- _Do this_: Emit the line that holds "In this photo, point at the wooden post, one" and all lines following it through the end of the data, verbatim, and nothing else.

================================

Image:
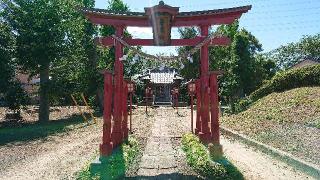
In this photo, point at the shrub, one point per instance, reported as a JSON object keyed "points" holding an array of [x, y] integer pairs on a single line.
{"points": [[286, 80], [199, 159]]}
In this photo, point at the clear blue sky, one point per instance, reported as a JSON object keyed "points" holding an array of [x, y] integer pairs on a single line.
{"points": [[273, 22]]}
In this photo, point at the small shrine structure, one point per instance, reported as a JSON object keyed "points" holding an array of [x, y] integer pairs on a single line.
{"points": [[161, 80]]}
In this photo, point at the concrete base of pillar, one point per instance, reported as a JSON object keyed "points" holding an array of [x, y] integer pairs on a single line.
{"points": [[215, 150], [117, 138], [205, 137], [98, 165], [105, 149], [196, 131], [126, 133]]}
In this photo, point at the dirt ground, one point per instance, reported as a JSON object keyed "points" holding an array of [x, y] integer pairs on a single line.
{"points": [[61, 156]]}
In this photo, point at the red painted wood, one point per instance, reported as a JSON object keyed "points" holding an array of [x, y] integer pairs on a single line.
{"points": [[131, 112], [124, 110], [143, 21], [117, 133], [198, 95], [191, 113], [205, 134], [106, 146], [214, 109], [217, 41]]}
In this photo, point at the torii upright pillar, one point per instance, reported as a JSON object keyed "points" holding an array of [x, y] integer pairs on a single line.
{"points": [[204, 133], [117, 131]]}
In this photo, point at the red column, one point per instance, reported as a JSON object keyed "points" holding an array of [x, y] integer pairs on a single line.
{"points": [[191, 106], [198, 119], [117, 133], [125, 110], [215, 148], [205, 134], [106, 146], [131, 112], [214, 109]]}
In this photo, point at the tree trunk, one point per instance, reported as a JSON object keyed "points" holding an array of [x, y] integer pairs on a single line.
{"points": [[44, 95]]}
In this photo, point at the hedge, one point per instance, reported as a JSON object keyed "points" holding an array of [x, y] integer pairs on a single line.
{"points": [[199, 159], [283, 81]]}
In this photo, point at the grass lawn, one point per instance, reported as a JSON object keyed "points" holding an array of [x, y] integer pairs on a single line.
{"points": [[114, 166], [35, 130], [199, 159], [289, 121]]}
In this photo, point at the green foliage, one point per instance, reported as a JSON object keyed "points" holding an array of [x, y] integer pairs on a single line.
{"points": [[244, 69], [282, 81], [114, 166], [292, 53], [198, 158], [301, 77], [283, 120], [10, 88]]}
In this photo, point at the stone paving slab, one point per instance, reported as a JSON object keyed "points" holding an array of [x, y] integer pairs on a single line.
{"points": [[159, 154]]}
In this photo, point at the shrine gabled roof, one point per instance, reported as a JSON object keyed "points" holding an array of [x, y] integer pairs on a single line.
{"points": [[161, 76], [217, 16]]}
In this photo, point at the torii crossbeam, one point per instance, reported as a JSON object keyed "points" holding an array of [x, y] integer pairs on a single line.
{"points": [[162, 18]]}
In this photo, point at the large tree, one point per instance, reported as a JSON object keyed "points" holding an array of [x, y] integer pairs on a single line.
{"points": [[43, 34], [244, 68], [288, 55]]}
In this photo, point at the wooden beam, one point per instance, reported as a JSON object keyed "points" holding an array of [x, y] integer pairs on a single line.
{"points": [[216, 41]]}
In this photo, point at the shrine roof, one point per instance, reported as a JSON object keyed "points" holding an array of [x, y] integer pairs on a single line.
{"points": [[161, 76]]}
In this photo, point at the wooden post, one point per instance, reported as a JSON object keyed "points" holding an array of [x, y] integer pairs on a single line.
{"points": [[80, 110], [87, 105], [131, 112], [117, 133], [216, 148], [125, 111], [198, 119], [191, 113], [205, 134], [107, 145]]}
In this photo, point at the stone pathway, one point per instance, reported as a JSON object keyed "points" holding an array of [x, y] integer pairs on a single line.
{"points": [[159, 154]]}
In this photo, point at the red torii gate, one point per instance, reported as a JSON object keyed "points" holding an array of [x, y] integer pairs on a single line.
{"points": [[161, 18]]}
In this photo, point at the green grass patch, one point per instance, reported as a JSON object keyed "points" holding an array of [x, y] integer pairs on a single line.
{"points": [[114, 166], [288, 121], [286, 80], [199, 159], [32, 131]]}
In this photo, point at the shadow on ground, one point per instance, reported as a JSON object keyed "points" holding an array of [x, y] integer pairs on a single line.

================================

- _Expected output_:
In this photo, point at the wooden post, one point per instance, reported as a JSON object keyed "points" holding an array of [x, y] integer pairs on a single line.
{"points": [[80, 110], [87, 105], [131, 112], [117, 133], [216, 148], [125, 111], [198, 119], [191, 113], [205, 134], [107, 145]]}
In this photo, point at the stone pathway, one point per instance, reported as a JSON object keyed "points" holding an array of [x, y] integer pairs on a single line.
{"points": [[159, 154]]}
In this photo, point at the red torii gate, one point per instance, reported as a JSON object keyed "points" holding an array of [x, y] integer pairs on a single line.
{"points": [[161, 18]]}
In this photo, point at the green grass patch, one point per instance, reported as a JSON object keyed "points" holding an array of [x, y] integer pairs on a single line.
{"points": [[114, 166], [288, 121], [286, 80], [199, 159], [32, 131]]}
In this photo, point at the shadow on ground, one point per instance, reported as a JSON object keyed "points" holding an array of [x, y] integer pairs on a single line.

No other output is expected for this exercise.